#### The request
Could you copy the lines below word for word, leaving the pictures out of your answer?
--
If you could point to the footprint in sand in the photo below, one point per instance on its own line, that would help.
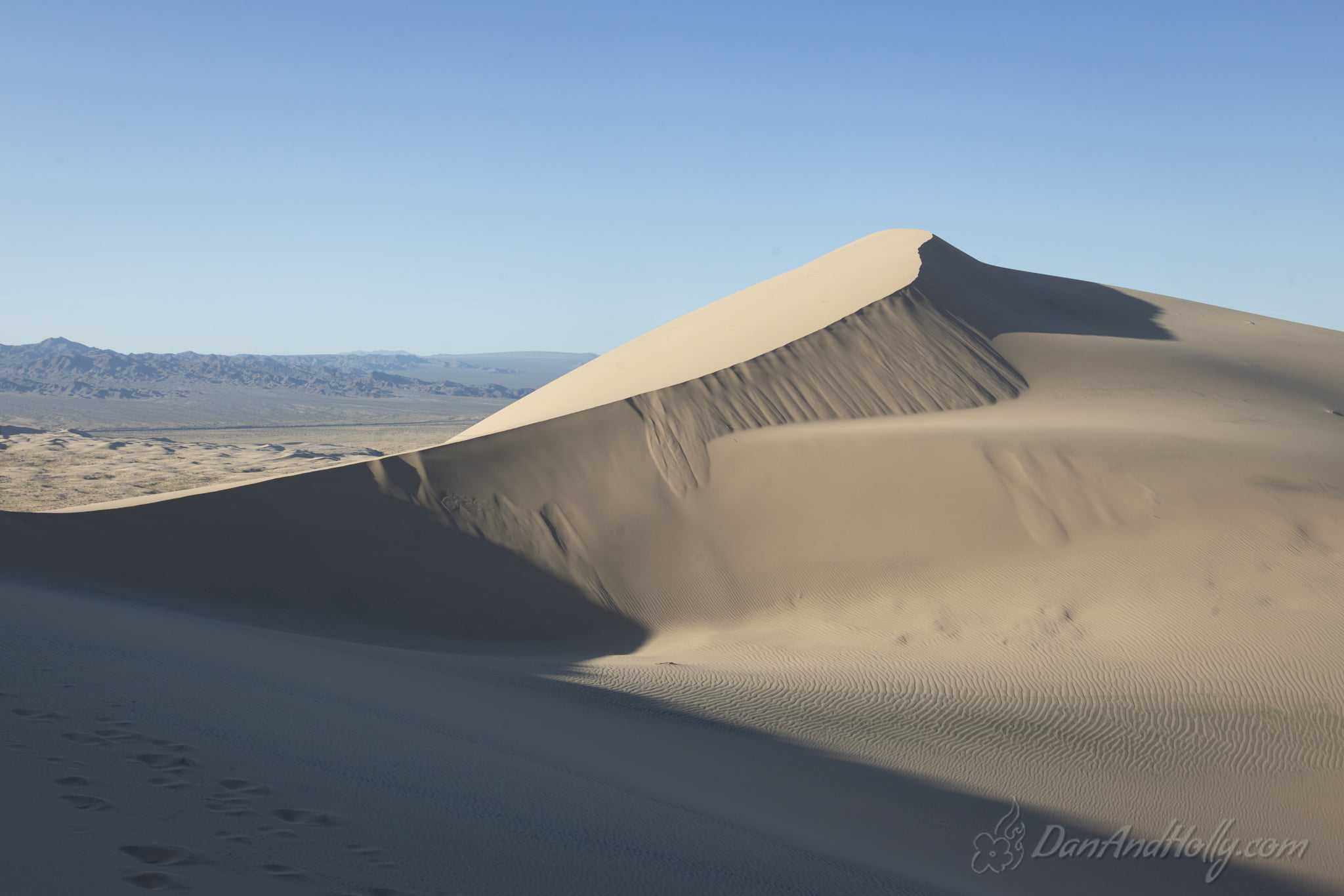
(164, 761)
(159, 855)
(283, 871)
(375, 856)
(308, 817)
(243, 786)
(65, 764)
(155, 880)
(230, 806)
(278, 833)
(89, 741)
--
#### Final result
If you could point to the footprint in sand in the photo below, one point per instance on its own line, that would help.
(164, 761)
(159, 855)
(283, 871)
(375, 856)
(308, 817)
(243, 786)
(65, 764)
(155, 880)
(230, 806)
(278, 833)
(89, 741)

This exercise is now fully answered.